> _本文_:
- - - - - - -

本発明は、例えば等速ジョイントや軸受等の回転装置について、その応力を測定する方法に関する。
等速ジョイントは、ジョイント角が付与されたシャフト間において等速に回転駆動力を伝達できる継ぎ手として、自動車等の車両や産業機械の駆動系に用いられている。この等速ジョイントを最適設計するためには、回転駆動力を伝達している実用状態において、当該等速ジョイントを構成する部材にどのように応力が発生しているかを把握することが重要である。そのためには、例えば有限要素法(FEM)や境界要素法(BEM)等の数値解析により応力分布を求める方法が適用できる。また、歪みゲージを使用して、シャフトに加わる応力を測定するシステムも提案されている(例えば、特許文献1参照。)。

- - - - - - -

> _用意されたデータ_:
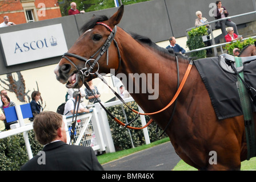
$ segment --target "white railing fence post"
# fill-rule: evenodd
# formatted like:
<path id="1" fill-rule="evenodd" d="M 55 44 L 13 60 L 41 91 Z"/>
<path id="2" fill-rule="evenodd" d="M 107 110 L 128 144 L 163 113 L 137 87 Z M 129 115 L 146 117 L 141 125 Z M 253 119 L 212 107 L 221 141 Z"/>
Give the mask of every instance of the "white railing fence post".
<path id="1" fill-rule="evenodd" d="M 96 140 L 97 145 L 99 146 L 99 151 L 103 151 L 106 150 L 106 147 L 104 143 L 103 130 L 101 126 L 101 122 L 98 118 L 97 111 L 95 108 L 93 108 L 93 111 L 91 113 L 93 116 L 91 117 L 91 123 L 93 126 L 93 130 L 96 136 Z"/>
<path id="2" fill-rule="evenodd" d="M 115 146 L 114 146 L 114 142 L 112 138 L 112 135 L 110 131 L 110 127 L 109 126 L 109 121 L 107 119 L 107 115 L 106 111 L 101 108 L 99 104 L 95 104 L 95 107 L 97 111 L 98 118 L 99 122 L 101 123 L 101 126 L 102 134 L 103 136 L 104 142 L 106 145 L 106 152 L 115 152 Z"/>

- - - - - - -

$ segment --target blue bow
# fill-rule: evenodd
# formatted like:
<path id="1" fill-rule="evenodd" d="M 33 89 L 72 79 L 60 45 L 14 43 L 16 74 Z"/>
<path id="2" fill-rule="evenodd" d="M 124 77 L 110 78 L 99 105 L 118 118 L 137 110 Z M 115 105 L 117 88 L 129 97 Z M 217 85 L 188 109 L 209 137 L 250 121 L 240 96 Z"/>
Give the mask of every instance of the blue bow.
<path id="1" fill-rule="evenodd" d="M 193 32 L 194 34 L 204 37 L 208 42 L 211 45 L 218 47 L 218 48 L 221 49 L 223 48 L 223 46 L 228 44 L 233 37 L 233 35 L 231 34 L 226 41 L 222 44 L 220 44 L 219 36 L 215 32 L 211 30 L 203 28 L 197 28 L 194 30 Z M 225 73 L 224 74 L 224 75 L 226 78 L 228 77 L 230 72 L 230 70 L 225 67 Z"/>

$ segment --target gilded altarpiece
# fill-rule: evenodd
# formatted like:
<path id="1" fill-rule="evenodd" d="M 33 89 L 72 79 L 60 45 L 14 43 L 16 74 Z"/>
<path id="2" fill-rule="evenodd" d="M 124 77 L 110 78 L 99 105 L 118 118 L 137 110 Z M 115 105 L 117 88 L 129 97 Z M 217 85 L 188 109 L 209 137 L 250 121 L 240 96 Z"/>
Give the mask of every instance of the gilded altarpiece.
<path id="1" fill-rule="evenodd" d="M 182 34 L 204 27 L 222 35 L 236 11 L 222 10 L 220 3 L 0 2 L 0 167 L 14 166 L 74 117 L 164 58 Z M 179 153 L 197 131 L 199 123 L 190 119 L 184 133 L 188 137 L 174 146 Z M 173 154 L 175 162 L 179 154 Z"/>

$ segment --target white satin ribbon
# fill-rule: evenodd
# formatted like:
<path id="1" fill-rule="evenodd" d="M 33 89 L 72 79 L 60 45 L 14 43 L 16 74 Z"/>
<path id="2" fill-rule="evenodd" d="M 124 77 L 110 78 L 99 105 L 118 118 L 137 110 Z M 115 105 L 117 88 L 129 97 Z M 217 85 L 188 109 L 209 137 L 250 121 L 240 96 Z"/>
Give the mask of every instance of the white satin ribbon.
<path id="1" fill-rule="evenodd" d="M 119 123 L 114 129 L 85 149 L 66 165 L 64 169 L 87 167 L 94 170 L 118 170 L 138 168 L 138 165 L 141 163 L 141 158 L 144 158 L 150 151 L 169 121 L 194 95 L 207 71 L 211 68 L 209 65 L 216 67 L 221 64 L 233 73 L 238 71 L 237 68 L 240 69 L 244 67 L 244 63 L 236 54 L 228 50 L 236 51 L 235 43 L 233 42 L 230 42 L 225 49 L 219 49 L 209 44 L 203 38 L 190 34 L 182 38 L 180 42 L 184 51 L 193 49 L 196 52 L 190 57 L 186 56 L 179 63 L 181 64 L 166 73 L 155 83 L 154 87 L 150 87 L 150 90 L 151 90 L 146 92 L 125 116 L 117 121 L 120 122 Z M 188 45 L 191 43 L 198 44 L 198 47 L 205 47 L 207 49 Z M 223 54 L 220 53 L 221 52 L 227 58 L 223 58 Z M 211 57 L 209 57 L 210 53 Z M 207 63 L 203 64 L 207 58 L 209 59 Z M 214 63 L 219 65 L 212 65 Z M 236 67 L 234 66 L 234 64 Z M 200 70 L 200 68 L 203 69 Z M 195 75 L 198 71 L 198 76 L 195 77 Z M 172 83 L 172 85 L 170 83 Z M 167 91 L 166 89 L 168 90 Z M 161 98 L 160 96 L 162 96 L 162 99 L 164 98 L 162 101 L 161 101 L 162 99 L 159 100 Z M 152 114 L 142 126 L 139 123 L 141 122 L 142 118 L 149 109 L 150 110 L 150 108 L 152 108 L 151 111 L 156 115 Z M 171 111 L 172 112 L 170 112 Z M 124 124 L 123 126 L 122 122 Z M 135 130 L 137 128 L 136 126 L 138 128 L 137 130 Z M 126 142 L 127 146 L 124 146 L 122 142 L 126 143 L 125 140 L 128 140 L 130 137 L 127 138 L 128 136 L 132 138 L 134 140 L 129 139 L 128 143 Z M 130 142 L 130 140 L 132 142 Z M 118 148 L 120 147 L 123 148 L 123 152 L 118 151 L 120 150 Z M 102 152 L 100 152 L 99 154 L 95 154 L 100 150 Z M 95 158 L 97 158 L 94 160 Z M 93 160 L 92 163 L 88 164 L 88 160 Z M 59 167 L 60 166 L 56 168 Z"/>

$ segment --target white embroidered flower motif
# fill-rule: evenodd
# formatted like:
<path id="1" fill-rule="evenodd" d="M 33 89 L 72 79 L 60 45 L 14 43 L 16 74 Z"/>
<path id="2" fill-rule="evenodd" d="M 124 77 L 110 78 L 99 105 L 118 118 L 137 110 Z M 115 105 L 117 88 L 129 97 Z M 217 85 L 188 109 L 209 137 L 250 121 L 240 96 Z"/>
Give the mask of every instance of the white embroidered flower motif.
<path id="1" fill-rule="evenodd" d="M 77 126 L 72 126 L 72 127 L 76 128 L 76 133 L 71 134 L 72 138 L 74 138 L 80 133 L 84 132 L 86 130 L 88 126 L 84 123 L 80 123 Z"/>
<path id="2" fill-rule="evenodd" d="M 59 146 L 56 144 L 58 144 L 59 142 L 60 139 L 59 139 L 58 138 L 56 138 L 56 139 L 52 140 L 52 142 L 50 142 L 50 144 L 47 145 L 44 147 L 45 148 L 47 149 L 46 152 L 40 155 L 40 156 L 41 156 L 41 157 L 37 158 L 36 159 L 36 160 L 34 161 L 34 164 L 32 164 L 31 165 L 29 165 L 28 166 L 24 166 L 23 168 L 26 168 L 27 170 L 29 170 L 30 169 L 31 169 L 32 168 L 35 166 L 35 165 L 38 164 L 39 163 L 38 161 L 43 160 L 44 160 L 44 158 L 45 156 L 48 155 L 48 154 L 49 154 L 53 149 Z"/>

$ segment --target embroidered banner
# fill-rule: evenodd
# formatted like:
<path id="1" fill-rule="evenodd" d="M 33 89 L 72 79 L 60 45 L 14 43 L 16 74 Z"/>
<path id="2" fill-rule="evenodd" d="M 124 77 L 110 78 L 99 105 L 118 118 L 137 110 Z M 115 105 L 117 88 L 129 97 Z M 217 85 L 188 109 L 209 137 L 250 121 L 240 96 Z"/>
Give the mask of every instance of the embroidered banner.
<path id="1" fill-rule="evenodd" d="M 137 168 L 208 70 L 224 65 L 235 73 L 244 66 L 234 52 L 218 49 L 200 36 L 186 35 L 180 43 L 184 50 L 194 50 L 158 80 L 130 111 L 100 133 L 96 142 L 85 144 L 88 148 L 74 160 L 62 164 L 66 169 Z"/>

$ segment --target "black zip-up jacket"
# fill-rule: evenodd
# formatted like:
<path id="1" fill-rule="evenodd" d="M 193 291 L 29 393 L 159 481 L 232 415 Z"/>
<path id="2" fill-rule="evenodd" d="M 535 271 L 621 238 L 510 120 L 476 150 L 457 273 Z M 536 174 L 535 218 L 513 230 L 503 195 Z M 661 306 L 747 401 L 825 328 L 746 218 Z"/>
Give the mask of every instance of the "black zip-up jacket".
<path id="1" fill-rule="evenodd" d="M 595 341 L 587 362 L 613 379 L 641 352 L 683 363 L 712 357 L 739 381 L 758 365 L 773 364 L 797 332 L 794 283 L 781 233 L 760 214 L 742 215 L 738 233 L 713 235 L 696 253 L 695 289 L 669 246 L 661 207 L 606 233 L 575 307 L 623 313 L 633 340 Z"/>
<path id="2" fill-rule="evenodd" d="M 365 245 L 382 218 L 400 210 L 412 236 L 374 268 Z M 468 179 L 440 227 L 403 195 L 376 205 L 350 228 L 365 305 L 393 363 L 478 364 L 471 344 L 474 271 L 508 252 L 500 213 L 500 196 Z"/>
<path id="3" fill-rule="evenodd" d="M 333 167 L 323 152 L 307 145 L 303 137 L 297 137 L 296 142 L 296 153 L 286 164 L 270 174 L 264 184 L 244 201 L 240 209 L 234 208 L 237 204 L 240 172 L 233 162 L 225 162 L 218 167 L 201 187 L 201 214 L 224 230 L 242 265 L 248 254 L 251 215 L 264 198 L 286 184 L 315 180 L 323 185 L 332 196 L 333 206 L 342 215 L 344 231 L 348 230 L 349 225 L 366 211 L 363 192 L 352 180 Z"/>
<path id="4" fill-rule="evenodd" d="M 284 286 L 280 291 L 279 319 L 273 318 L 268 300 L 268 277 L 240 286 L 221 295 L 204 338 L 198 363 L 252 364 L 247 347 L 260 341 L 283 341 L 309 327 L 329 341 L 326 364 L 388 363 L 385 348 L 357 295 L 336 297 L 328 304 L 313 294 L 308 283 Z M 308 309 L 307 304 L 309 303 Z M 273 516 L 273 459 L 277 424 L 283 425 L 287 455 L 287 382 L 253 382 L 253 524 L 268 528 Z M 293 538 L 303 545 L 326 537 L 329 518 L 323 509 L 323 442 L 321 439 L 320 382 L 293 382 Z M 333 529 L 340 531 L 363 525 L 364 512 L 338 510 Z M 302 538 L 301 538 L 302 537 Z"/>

- - - - - - -

> _やること_:
1. 次の(a)〜(c)が本文の内容と合っているかどうか、それぞれ「はい」か「いいえ」で答え、決め手になる本文の言葉をそのまま引用してください。
(a) 等速ジョイントは、自動車などの車両の駆動系に使われている。
(b) 応力分布は、歪みゲージを使う方法でしか求められない。
(c) 本発明は、回転装置の応力を測る方法に関するものである。
2. 等速ジョイントの応力について書かれた本文を、最後の文のあとから書き継いでください。

> _答え_:
1.
(a) はい。「自動車等の車両や産業機械の駆動系に用いられている」
(b) いいえ。「有限要素法(FEM)や境界要素法(BEM)等の数値解析により応力分布を求める方法が適用できる」
(c) はい。「回転装置について、その応力を測定する方法に関する」

2.
特開2006−200953号公報
上記の等速ジョイントを構成するのは複雑な形状の複数の部材であり、実用状態ではこれらの各部材の相互作用により回転駆動力を伝達している。そのため、数値解析において適切な負荷条件や境界条件を設定することは困難であり、結果的に、応力を正確に求めることは困難である。また、等速ジョイントは、強い回転駆動力を伝達するために高剛性の部材によって構成されていることが多い。このような高剛性の部材に歪みゲージを使用しても、歪み量が小さく、そのため、応力を正確に求めることは困難である。
かかる従来の問題点に鑑み、本発明は、回転装置に発生する応力を正確に測定する方法を提供することを目的とする。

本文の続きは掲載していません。